TEXT SEGMENT -
Warner served as director of the cardiovascular laboratory at LDS Hospital from 1954 to 1970 and was honored as Physician of the Year in 1985. In 1988, he was elected to senior membership in the Institute of Medicine of the National Academy of Sciences. New members are chosen for major contributions to health and medicine as well as from related fields.

===Death===
He died on November 30, 2012, in Salt Lake City from complications of pancreatitis.

== Awards ==
Morris F. Collen Award.
- Homer Warner wing of the IHC Medical Center in Utah

== Intermountain Homer Warner Center for Informatics Research ==
Intermountain Healthcare officially opened a new center to support its clinical information systems on February 16, 2011, on the campus of Intermountain Medical Center in Salt Lake City. Named after Dr. Warner, the Homer Warner Center for Informatics Research honors one of the industry's recognized fathers of clinical computer systems.

Advanced information systems help caregivers improve medical delivery and outcomes. For example, these systems automate routine functions, facilitate communication among caregivers, support decision-making processes, and allow statistical analysis to help improve care processes and implement best medical practices.

Intermountain has been an industry leader in using computers in the practice of medicine for several decades. Thanks to the hard work and vision of Dr. Homer Warner and his colleagues, Intermountain has an outstanding legacy on which to build all of its future information systems. Beginning in the mid-1950s, Dr. Warner began his work using computers for decision support in cardiology at Intermountain's LDS Hospital in Salt Lake City. In the 1970s, Dr. Warner and his Intermountain colleagues created one of the nation's first versions of an electronic medical record. Designed to assist clinicians in decision-making, Intermountain's HELP system was operational for nearly 40 years.

== Homer R. Warner award ==
The award was created by the Object Management Group (OMG), self described as "an international, open membership, not-for-profit computer industry consortium".

It includes a $1000 prize, and is presented each year at the American Medical Informatics Association (AMIA). It is named for Warner. It is awarded for the paper that best describes approaches to improving computerized information acquisition, knowledge data acquisition and management, and experimental results documenting the value of these approaches.

=== Recipients ===
- Dr. Jessica S. Ancker, Associate Professor at Weill Cornell Medicine, in 2016 for her work titled, "Expanding access to high-quality plain-language patient education information through context-specific hyperlinks."
- Dr. Kensaku Kawamoto in 2012.
- Dr. Per H. Gesteland in 2011.
- Dr. Milos Hauskrecht in 2010.
- Dr. Hua Xu in 2009.
- Dr. Joshua C. Denny in 2008.
- Dr. Charlene R. Weir in 2007.
- Dr. Hamish S. F. Fraser, Director of Informatics and Telemedicine for Partners in Health, in 2006.
- Dr. Paul D. Clayton of Intermountain Health Care in 2005.
- Drs. Paul Biondich and David Taylor jointly in 2003.
- Dr. Randolph A. Miller, professor and chair of Biomedical Informatics, and David Sanders, research fellow in Biomedical Informatics, in November 2001.
- Dr. Marcelo Fiszman in 2000
- Dr. Peter Elkin for outstanding contribution to the field of Medical Informatics.

== Bibliography ==
Some relevant books listed at Oregon Health & Science University (OSHU) library:
- Knowledge engineering in health informatics Homer R. Warner, Dean K. Sorenson, Omar Bouhaddou. New York : Springer, c1997.
- Computer-assisted medical decision-making Homer R. Warner. Imprint New York : Academic Press, 1979.

Papers published at Journal of the American Medical Informatics Association

- "Medical informatics: a real discipline?" HR Warner. J Am Med Inform Assoc 1995;2(4):207-214.
- "An event model of medical information representation", SM Huff, RA Rocha, BE Bray, HR Warner, and PJ Haug. J Am Med Inform Assoc 1995;2(2):116-134.

To illustrate his contribution to informatics applied to medicine, on the patent called "Rules-based patient care system for use in healthcare locations" issued on January 1, 2008, the references list includes seven works where he has collaborated.

AVAILABLE DATA -
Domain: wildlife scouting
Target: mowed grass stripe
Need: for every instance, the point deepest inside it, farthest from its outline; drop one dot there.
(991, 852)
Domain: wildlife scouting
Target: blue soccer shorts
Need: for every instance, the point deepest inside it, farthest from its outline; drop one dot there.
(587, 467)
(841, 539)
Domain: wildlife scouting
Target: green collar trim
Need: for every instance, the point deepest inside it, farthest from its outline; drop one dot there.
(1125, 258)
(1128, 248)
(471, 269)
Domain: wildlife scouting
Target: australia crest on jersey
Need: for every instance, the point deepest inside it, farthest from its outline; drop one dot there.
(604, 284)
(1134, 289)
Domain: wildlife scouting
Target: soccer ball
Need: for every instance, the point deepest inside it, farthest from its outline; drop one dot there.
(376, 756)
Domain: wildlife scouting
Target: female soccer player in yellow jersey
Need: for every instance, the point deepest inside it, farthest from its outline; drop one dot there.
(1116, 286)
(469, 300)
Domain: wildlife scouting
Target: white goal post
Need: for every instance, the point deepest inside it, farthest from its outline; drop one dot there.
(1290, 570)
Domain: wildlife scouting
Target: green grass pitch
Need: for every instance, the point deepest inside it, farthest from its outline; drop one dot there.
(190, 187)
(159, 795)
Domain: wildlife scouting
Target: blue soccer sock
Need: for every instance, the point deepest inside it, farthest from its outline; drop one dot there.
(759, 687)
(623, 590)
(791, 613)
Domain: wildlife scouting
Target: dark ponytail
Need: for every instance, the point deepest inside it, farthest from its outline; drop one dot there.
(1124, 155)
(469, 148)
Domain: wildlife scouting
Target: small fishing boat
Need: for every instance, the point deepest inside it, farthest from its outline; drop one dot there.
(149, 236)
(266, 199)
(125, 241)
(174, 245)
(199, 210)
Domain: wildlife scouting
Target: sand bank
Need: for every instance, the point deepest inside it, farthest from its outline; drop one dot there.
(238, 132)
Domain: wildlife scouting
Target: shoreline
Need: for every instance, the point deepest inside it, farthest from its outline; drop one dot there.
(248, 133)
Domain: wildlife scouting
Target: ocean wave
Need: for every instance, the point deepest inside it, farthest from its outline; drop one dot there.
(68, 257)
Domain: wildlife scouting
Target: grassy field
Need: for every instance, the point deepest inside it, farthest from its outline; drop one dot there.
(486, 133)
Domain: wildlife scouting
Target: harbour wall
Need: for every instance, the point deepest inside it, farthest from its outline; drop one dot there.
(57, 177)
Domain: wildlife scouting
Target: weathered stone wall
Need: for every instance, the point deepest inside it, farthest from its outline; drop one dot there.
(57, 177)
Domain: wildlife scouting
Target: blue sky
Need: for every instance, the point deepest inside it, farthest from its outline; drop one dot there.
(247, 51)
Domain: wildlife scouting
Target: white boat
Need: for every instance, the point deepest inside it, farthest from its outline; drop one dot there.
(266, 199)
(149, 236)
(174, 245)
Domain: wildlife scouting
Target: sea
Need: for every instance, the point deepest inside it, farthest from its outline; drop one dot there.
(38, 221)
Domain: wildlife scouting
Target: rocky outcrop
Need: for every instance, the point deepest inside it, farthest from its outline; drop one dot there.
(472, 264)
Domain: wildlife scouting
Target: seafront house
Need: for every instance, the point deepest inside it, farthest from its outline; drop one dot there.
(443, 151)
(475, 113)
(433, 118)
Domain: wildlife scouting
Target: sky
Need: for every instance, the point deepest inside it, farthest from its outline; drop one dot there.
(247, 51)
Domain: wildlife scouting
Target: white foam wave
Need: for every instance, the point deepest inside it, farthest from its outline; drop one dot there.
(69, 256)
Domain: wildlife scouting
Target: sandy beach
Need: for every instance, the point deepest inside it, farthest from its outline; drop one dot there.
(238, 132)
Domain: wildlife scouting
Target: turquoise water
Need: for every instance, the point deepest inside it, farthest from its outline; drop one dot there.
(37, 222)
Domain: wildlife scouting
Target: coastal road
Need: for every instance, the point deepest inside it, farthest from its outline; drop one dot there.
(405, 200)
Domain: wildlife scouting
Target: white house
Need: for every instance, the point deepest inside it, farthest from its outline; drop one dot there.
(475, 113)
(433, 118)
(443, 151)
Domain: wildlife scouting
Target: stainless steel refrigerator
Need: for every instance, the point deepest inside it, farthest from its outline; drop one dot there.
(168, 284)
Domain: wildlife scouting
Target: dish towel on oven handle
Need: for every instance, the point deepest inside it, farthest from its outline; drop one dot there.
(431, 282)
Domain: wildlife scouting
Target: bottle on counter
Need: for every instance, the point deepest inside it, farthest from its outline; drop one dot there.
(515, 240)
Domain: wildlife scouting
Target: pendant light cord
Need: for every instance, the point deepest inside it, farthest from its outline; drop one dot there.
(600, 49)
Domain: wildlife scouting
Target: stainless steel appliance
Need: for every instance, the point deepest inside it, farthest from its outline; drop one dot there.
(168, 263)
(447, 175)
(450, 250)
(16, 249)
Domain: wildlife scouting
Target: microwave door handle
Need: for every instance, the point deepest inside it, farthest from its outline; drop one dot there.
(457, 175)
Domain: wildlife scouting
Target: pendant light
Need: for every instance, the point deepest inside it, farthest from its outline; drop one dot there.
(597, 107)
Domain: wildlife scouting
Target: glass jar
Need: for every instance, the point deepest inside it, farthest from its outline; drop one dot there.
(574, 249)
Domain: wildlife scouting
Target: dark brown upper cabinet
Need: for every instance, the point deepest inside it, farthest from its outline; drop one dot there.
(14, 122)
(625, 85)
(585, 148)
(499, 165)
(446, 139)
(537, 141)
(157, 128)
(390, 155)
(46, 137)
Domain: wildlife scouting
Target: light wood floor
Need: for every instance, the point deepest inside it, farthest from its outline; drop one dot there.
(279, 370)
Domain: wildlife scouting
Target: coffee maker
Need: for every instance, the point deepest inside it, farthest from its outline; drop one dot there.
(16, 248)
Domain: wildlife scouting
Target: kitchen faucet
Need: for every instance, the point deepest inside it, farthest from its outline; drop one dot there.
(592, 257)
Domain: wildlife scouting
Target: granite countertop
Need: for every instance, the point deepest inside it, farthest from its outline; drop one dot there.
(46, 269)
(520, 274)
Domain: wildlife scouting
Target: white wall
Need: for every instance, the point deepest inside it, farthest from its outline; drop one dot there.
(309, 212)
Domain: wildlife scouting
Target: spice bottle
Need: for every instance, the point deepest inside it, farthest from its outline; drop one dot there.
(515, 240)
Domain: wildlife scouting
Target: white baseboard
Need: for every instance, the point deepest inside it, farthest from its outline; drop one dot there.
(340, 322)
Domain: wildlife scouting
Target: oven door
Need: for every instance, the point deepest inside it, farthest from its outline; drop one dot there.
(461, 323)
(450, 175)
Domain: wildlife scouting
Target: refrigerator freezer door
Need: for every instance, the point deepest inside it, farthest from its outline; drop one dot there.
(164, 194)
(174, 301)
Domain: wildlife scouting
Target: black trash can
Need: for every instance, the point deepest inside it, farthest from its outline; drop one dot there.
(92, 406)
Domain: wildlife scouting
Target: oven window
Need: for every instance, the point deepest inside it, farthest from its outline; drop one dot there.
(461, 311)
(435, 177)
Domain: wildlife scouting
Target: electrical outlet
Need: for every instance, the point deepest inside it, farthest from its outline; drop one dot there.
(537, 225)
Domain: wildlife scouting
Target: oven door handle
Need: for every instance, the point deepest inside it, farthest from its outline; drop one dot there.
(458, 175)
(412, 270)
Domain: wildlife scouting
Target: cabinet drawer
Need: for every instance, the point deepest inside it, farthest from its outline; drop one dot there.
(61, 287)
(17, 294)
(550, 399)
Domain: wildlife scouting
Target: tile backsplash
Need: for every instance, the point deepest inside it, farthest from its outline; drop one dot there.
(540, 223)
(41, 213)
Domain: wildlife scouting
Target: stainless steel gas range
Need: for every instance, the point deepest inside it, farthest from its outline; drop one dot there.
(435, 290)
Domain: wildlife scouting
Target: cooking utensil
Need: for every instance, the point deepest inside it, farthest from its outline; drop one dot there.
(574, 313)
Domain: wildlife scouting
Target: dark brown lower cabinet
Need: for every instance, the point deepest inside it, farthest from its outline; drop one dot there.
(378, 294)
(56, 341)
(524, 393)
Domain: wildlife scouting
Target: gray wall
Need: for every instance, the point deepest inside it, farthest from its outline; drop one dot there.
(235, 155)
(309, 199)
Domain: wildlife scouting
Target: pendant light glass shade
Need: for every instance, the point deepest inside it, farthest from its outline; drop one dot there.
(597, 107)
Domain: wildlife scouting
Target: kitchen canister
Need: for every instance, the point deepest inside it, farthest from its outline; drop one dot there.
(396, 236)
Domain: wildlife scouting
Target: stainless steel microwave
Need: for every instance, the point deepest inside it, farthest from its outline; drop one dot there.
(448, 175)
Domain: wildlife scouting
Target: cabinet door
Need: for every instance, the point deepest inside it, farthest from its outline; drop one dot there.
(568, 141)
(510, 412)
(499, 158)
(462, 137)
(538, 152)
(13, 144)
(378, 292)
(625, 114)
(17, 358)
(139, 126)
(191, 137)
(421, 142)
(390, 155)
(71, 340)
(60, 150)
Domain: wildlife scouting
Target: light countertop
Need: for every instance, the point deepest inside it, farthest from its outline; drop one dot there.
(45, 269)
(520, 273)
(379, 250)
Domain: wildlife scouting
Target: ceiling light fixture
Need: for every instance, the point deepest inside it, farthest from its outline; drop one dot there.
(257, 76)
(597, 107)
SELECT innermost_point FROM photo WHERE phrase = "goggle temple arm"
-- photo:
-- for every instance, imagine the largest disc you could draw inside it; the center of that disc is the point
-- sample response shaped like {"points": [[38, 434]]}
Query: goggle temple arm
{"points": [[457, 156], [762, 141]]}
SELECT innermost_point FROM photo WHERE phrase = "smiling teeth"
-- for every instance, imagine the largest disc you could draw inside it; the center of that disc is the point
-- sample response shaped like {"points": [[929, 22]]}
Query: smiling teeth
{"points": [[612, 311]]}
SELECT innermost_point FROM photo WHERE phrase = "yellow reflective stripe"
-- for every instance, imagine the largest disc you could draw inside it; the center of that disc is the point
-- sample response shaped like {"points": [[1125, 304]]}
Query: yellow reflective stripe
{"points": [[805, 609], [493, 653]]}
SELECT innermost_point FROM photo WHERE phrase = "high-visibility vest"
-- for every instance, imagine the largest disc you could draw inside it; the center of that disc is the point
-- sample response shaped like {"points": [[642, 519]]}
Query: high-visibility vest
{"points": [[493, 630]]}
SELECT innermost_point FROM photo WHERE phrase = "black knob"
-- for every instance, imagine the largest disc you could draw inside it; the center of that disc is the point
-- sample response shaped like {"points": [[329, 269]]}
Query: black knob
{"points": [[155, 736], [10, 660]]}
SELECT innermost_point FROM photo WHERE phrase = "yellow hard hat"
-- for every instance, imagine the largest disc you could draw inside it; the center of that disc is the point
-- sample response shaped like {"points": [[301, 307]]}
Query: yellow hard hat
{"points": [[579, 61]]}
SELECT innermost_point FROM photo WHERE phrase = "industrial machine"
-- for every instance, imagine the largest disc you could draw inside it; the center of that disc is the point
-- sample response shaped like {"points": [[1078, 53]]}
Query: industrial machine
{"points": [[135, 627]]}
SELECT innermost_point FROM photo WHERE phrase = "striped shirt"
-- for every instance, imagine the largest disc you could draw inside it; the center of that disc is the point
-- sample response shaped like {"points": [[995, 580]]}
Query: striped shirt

PROBLEM TO SOLVE - According to the Homer Warner text, on what date did Intermountain Healthcare officially open the Homer Warner Center for Informatics Research?

PROBLEM SOLUTION - February 16, 2011